● STORED ROWS
################

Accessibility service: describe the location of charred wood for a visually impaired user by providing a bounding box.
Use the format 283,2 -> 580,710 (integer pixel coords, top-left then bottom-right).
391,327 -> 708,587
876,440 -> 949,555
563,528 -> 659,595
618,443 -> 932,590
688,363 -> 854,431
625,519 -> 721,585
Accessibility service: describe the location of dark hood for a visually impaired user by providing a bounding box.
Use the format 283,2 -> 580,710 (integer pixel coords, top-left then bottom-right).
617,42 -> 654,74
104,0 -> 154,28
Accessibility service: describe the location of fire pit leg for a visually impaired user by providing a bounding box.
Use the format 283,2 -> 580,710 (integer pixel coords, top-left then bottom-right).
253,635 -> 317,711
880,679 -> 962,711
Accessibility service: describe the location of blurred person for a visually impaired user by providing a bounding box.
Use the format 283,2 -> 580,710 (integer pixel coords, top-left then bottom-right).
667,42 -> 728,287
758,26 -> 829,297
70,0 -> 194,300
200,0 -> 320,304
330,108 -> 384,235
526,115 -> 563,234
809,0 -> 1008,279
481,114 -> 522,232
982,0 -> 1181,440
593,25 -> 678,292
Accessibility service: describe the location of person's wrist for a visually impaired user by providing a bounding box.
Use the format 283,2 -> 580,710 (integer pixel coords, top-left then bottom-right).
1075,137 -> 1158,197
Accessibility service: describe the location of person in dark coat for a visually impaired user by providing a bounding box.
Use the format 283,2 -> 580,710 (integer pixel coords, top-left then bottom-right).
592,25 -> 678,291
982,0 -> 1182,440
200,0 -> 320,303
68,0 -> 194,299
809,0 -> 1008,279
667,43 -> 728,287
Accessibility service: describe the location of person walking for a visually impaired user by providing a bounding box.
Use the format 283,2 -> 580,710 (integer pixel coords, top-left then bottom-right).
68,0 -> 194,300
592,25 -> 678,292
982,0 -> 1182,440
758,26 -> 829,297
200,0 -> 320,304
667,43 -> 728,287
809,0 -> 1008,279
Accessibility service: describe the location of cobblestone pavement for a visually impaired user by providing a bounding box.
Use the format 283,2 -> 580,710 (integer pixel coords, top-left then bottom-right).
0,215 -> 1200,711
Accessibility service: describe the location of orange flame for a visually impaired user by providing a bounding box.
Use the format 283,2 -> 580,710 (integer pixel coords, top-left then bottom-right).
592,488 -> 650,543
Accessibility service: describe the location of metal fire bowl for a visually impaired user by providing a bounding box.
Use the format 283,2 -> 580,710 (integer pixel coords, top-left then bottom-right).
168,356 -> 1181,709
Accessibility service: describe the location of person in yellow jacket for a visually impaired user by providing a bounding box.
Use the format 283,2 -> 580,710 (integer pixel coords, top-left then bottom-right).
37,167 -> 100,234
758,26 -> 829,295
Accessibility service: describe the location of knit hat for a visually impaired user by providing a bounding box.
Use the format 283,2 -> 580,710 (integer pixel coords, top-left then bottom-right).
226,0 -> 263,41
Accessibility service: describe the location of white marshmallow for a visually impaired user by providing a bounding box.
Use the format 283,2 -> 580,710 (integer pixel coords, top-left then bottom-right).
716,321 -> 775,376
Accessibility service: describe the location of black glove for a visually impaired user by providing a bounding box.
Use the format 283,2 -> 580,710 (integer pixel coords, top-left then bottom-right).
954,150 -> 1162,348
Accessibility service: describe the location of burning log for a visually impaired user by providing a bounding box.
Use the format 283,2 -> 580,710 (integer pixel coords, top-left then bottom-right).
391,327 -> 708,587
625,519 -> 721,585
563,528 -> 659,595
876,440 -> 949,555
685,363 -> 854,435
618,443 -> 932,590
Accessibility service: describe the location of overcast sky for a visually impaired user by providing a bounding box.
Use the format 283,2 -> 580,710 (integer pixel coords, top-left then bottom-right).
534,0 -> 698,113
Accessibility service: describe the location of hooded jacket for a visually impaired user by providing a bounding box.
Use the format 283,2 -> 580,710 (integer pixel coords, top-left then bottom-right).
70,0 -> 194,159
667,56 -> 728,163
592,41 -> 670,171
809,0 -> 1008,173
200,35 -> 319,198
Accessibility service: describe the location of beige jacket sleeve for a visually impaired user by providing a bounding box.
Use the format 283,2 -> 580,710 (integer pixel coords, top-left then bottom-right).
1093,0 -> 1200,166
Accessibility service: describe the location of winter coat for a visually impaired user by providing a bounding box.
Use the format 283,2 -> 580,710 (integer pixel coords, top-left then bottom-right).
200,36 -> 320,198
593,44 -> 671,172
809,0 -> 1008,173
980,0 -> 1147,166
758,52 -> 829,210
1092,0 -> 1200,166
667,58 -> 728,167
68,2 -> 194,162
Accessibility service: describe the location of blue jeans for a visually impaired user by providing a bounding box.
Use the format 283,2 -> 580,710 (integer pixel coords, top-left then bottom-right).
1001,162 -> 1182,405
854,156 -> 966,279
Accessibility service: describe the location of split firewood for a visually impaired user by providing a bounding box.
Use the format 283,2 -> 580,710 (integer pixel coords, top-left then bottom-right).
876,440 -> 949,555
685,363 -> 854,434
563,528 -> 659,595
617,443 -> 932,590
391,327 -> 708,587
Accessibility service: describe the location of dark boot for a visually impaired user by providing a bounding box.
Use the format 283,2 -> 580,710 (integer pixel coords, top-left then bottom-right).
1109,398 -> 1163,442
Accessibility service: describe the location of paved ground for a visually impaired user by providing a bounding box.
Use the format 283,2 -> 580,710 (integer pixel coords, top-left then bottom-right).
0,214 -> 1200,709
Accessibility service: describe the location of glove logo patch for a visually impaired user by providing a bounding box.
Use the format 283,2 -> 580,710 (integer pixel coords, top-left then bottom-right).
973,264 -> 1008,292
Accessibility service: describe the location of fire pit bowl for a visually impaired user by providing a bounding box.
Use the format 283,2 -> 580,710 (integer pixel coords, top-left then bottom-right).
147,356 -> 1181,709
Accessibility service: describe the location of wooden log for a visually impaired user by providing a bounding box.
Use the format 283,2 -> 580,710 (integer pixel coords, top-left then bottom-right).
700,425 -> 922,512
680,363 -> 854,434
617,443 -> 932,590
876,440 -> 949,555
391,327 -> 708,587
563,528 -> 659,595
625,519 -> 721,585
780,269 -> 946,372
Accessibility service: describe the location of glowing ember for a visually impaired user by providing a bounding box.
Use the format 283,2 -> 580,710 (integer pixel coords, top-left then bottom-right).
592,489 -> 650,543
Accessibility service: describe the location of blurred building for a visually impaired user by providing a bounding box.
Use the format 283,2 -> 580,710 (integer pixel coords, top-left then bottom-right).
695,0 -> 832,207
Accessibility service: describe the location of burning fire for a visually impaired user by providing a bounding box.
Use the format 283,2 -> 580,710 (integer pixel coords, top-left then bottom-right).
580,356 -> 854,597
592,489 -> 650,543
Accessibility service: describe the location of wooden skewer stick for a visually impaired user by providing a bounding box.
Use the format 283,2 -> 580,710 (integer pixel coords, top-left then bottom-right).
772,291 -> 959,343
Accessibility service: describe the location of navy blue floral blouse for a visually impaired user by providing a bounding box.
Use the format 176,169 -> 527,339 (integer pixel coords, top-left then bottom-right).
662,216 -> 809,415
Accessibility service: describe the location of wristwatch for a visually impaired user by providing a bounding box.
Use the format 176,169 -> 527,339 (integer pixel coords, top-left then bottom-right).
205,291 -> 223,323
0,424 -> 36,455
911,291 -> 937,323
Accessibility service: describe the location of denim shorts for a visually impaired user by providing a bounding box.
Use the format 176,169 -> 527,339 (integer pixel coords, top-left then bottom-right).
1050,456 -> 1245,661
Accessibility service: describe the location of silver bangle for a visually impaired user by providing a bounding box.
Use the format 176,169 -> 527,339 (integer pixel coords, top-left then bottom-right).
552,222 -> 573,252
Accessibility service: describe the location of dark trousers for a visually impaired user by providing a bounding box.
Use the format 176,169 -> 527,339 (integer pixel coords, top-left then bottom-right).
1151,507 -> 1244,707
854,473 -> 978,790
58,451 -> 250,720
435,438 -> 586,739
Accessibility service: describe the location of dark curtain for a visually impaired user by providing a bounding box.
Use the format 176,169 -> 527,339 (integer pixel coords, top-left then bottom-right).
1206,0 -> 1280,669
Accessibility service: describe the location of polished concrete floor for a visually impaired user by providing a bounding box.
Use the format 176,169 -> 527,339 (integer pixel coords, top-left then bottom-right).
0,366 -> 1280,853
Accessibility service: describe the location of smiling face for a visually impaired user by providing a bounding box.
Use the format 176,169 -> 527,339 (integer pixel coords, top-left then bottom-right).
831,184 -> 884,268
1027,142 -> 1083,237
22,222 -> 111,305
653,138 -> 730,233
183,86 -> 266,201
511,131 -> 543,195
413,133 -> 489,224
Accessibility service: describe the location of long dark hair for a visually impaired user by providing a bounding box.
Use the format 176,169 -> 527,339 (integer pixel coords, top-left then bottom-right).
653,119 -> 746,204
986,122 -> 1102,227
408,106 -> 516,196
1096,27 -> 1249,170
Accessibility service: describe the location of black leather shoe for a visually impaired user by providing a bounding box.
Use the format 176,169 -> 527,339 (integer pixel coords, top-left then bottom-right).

################

● OBJECTIVE
Pick out every line in the rows above that contains the word "person" and copy each one on its own line.

● WRITTEN ANSWER
Accessibility service: describe the location of blurred person for a visually impaired user by providing a bounding box.
Accessibility service: describe the location of person's wrist for a visually impaired user by providing a bounding box.
Accessibility service: describe the location of person in dark coat for a visually impaired user by providing a bounding box.
Accessibility service: describe the location of person walking for a visually impaired user by providing a bounding box.
Accessibility service: describe the location of person in yellow jacket for a visually impaired user by providing a bounding box.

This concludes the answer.